Turn the lines from the one with "motorcycle luggage box." to the one with "(359, 131), (407, 162)", both included, into a JSON list of strings with one string per line and no blank lines. Use only those lines from the items below.

++++ DATA LISTING

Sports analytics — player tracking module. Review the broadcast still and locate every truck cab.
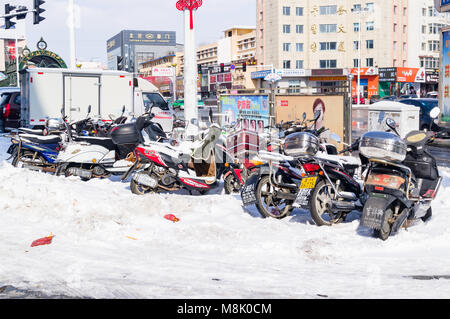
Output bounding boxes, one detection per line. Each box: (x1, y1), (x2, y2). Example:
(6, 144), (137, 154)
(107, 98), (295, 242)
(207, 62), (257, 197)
(134, 78), (174, 133)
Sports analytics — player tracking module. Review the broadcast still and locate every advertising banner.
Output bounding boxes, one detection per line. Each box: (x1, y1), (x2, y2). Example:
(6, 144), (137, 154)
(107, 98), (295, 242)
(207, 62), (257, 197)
(220, 95), (270, 133)
(439, 29), (450, 122)
(275, 95), (344, 141)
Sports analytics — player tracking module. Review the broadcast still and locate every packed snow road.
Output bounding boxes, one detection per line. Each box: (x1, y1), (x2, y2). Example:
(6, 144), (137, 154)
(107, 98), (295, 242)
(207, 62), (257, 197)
(0, 137), (450, 298)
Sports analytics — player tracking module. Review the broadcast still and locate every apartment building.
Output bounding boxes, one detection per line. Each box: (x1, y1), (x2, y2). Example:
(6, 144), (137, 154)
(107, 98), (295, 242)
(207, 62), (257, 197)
(257, 0), (450, 69)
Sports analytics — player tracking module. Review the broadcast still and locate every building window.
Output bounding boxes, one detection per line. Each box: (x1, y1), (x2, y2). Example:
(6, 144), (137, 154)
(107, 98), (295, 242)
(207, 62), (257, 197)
(320, 42), (337, 51)
(320, 24), (337, 33)
(283, 24), (291, 33)
(283, 43), (291, 52)
(320, 6), (337, 15)
(428, 40), (439, 51)
(320, 60), (337, 69)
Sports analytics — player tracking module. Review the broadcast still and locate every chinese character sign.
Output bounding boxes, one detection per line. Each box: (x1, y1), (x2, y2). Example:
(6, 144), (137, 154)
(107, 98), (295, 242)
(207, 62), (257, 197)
(220, 95), (270, 133)
(441, 31), (450, 122)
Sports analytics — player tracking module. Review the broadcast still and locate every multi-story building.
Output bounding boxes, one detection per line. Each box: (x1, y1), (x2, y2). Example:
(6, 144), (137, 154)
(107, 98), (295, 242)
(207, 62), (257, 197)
(106, 30), (182, 73)
(256, 0), (450, 97)
(0, 22), (26, 86)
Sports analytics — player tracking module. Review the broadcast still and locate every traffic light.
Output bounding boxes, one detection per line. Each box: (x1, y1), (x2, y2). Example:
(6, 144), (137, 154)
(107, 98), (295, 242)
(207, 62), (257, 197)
(16, 6), (28, 20)
(5, 3), (16, 29)
(117, 56), (124, 71)
(33, 0), (45, 24)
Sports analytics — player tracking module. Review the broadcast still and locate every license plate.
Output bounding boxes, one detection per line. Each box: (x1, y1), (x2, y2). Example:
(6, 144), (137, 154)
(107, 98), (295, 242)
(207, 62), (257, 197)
(133, 173), (158, 188)
(300, 177), (317, 189)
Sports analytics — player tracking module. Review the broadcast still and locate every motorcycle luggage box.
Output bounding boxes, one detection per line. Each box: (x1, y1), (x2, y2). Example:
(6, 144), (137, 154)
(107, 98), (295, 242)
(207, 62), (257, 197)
(403, 153), (439, 180)
(111, 123), (140, 145)
(359, 131), (407, 162)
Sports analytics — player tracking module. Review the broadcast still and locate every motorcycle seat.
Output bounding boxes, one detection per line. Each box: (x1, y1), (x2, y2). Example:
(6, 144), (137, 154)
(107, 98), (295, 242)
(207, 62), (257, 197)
(74, 136), (116, 151)
(19, 134), (61, 145)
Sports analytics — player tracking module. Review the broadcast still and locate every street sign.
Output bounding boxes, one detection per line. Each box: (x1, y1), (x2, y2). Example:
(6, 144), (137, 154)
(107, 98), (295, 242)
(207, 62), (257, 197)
(152, 68), (173, 77)
(264, 73), (282, 82)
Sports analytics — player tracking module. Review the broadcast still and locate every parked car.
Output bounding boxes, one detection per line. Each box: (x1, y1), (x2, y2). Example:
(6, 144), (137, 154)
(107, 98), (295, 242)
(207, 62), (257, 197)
(0, 88), (21, 132)
(399, 99), (439, 131)
(353, 95), (366, 104)
(369, 95), (381, 104)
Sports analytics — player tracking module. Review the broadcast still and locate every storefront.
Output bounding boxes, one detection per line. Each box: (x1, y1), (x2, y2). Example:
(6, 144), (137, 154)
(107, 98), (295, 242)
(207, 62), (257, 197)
(420, 69), (439, 96)
(350, 68), (379, 99)
(309, 69), (348, 94)
(378, 68), (426, 97)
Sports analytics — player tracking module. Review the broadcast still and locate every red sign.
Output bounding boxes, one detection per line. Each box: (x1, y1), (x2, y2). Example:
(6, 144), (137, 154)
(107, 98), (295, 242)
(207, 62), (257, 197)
(397, 68), (426, 83)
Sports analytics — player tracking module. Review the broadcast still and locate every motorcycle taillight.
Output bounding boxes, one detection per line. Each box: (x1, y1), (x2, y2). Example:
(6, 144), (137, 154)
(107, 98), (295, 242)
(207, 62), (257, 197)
(303, 163), (320, 174)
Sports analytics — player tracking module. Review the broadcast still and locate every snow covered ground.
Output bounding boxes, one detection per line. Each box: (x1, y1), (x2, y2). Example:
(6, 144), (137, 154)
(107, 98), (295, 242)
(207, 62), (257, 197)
(0, 137), (450, 298)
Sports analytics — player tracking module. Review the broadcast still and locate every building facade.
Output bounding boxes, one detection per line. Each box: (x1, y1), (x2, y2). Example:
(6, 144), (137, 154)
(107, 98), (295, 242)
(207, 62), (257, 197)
(257, 0), (450, 69)
(106, 30), (182, 73)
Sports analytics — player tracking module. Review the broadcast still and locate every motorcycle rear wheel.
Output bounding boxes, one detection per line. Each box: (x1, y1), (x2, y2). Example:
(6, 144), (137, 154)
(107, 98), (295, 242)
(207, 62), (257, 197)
(373, 207), (394, 241)
(224, 174), (241, 195)
(256, 176), (294, 219)
(310, 180), (345, 226)
(130, 179), (157, 196)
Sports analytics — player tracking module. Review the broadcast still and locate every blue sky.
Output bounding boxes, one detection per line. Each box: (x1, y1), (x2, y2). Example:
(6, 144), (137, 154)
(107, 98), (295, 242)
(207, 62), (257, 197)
(0, 0), (256, 63)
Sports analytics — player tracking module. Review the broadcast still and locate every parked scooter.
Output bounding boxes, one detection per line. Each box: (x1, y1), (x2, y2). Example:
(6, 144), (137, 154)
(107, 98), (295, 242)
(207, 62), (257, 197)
(56, 113), (153, 180)
(360, 107), (442, 240)
(122, 124), (234, 195)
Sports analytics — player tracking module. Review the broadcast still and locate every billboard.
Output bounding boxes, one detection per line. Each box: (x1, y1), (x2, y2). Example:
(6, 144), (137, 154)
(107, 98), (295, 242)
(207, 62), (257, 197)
(439, 29), (450, 123)
(275, 95), (345, 145)
(220, 95), (270, 133)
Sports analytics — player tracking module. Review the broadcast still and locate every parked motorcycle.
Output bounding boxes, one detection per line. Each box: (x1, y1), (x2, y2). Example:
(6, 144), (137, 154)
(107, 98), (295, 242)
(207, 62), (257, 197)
(122, 124), (234, 195)
(56, 113), (153, 180)
(360, 107), (442, 240)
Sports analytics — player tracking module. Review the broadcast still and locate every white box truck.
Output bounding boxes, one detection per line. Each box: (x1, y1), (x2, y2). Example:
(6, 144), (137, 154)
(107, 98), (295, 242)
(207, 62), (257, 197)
(20, 68), (173, 132)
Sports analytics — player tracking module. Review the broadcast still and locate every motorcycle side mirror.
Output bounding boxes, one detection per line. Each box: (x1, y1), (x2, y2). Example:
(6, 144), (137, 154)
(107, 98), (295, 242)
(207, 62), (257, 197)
(386, 118), (400, 136)
(330, 133), (342, 144)
(430, 106), (441, 120)
(314, 110), (322, 121)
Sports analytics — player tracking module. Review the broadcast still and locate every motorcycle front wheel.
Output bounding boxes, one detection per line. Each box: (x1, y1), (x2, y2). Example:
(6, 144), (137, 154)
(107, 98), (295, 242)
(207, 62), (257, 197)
(256, 176), (294, 219)
(310, 180), (345, 226)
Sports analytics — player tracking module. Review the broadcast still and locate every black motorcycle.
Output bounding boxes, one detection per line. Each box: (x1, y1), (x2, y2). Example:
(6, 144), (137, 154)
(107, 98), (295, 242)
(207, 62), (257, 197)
(360, 108), (442, 240)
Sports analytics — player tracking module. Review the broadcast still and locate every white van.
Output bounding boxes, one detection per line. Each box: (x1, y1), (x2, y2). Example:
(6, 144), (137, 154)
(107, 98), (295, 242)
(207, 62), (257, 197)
(20, 68), (173, 132)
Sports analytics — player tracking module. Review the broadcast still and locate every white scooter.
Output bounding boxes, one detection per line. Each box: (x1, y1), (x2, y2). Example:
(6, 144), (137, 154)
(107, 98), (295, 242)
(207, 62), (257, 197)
(56, 113), (158, 180)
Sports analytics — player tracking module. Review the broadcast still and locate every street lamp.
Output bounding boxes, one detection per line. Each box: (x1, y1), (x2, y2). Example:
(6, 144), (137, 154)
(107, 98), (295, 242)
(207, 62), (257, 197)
(352, 6), (369, 106)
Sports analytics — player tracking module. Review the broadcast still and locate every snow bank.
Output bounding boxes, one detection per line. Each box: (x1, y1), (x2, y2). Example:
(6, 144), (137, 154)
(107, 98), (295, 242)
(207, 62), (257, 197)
(0, 137), (450, 298)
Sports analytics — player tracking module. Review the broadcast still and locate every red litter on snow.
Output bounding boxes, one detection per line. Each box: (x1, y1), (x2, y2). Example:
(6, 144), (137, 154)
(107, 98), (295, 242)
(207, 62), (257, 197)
(164, 214), (180, 223)
(31, 234), (55, 247)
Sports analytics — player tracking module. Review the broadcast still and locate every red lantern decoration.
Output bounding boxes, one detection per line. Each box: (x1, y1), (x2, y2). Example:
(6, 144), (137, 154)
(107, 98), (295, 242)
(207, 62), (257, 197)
(177, 0), (203, 30)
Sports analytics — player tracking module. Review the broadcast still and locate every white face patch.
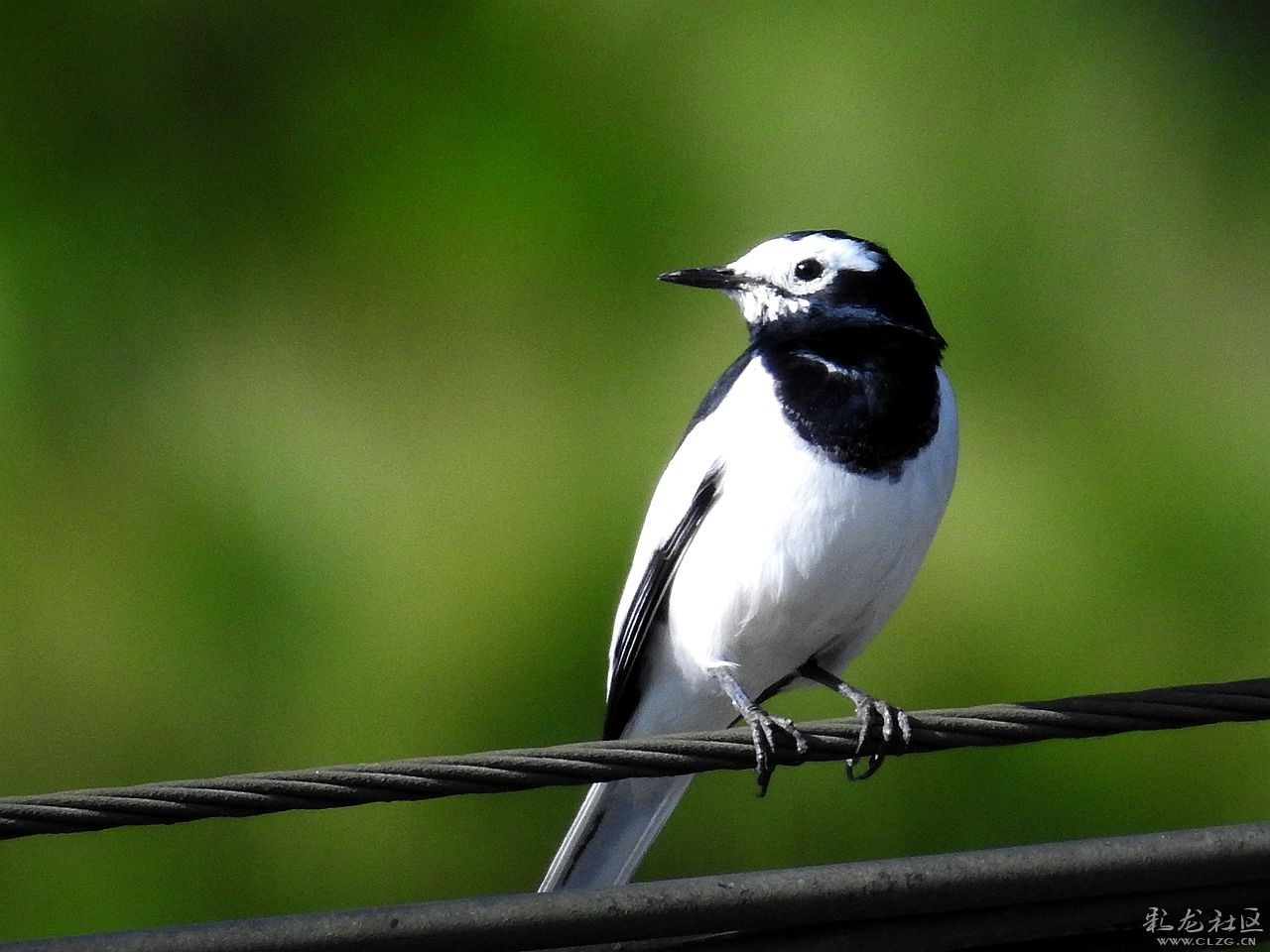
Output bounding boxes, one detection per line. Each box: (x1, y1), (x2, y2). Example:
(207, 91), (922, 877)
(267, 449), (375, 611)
(727, 234), (881, 323)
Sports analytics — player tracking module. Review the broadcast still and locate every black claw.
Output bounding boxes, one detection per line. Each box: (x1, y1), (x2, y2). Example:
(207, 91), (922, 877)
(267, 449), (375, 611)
(744, 707), (808, 797)
(847, 754), (884, 783)
(839, 684), (913, 780)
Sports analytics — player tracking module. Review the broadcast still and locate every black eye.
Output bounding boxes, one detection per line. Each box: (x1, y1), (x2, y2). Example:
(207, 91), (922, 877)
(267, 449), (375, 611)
(794, 258), (825, 281)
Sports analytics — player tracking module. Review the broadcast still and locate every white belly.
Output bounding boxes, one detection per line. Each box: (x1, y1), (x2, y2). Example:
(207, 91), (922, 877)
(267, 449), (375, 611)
(666, 361), (957, 697)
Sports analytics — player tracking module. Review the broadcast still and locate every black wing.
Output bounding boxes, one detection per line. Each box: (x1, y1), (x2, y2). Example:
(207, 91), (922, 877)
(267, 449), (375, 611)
(604, 466), (722, 740)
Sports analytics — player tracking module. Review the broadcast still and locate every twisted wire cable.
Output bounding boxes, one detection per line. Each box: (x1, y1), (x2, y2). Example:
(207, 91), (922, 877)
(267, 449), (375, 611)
(0, 678), (1270, 839)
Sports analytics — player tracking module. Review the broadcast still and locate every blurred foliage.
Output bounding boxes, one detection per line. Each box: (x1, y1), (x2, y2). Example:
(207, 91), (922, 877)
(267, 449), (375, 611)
(0, 0), (1270, 938)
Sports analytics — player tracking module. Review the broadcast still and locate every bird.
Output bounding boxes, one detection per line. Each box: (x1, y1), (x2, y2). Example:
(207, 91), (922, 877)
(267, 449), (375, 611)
(539, 228), (957, 892)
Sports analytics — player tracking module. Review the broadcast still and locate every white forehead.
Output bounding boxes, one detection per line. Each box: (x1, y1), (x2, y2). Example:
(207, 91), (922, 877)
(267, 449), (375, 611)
(727, 232), (881, 285)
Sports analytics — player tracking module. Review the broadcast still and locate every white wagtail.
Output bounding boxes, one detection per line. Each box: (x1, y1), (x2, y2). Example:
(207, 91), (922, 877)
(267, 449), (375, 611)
(540, 231), (957, 892)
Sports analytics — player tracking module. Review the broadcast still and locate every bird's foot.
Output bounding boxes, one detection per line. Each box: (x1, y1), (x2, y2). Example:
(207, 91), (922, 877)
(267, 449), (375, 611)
(837, 681), (913, 780)
(798, 660), (913, 780)
(707, 665), (808, 796)
(740, 704), (808, 796)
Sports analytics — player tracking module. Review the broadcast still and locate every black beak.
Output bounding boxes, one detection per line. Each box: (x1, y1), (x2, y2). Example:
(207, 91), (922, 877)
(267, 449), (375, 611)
(657, 268), (745, 291)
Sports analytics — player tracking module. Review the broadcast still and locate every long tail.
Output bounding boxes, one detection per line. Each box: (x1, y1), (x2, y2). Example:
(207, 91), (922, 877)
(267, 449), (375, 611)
(539, 775), (693, 892)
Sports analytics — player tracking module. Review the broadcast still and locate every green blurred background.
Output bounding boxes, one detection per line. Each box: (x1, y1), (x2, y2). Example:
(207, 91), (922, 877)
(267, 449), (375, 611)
(0, 0), (1270, 939)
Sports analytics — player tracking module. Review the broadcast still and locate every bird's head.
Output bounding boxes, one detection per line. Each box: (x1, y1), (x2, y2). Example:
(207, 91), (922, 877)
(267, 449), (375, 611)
(661, 230), (945, 349)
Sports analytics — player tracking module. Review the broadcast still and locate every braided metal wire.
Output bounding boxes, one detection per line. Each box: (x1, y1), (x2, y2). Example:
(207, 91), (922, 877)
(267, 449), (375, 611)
(0, 678), (1270, 839)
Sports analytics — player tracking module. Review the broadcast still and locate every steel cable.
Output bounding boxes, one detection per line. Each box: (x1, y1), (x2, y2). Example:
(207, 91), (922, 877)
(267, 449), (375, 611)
(0, 678), (1270, 839)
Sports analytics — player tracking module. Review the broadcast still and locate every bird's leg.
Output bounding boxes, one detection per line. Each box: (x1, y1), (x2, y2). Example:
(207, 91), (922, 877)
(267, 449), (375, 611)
(707, 665), (807, 796)
(798, 661), (913, 780)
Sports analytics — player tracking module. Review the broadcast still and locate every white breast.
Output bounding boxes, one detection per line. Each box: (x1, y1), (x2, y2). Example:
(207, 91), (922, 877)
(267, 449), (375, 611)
(670, 361), (956, 695)
(617, 359), (957, 734)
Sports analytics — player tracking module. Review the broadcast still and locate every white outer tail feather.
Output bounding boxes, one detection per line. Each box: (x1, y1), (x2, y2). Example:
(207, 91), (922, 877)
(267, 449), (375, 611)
(539, 775), (693, 892)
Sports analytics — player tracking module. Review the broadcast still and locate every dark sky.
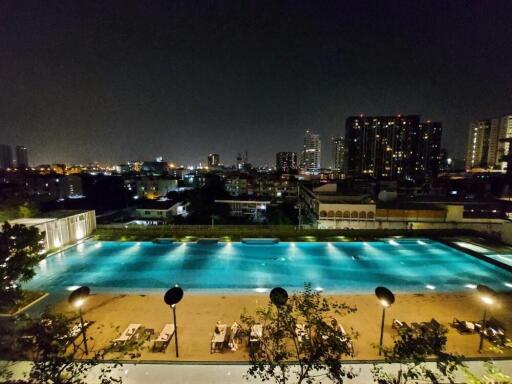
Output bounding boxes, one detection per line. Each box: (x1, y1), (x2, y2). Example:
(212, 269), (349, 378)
(0, 0), (512, 166)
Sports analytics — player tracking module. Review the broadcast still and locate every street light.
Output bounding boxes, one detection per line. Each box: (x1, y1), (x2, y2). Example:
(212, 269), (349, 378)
(270, 287), (288, 309)
(375, 287), (395, 356)
(164, 284), (183, 357)
(68, 286), (91, 355)
(476, 285), (496, 353)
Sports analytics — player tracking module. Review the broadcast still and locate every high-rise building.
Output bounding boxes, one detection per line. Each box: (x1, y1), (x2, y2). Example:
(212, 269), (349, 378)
(208, 153), (220, 168)
(466, 115), (512, 170)
(331, 137), (345, 171)
(301, 131), (322, 171)
(276, 152), (297, 173)
(0, 144), (12, 169)
(346, 115), (442, 178)
(16, 145), (28, 169)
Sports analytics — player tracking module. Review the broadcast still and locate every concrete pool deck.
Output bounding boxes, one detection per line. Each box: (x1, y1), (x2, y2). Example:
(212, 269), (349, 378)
(54, 290), (512, 362)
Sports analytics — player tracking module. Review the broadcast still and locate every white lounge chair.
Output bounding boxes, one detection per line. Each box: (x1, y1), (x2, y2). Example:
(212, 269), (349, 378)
(112, 324), (142, 344)
(295, 324), (308, 343)
(210, 324), (228, 353)
(153, 324), (176, 352)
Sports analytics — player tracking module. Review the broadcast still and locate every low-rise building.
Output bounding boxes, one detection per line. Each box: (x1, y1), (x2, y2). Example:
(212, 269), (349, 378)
(9, 210), (96, 251)
(134, 176), (178, 199)
(133, 200), (189, 223)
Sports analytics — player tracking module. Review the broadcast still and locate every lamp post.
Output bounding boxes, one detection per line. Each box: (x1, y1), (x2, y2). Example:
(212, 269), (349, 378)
(270, 287), (288, 383)
(164, 284), (183, 357)
(375, 287), (395, 356)
(68, 286), (91, 355)
(476, 285), (496, 353)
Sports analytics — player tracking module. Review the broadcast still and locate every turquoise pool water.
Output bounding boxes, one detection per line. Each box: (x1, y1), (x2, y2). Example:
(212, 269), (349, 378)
(25, 239), (512, 293)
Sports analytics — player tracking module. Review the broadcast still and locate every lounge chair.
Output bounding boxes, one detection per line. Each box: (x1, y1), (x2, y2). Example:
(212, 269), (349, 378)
(228, 321), (242, 351)
(324, 319), (354, 357)
(249, 323), (263, 353)
(295, 324), (308, 344)
(112, 324), (142, 344)
(391, 319), (412, 331)
(450, 318), (482, 335)
(210, 324), (228, 353)
(152, 324), (175, 352)
(479, 317), (505, 344)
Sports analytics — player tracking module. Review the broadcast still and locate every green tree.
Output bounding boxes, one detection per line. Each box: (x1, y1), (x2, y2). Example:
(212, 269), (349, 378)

++++++++

▸ WORKED SOLUTION
[
  "Sports analytics — player tracking module. Review the broadcast still and locate every motorcycle luggage box.",
  "Output bounding boxes, one detection per line. Each box: (x1, y1), (x2, y2). Example:",
  "(6, 144), (137, 154)",
  "(107, 98), (295, 242)",
  "(207, 62), (257, 197)",
  "(403, 153), (439, 180)",
  "(111, 123), (140, 145)",
  "(359, 131), (407, 162)"
]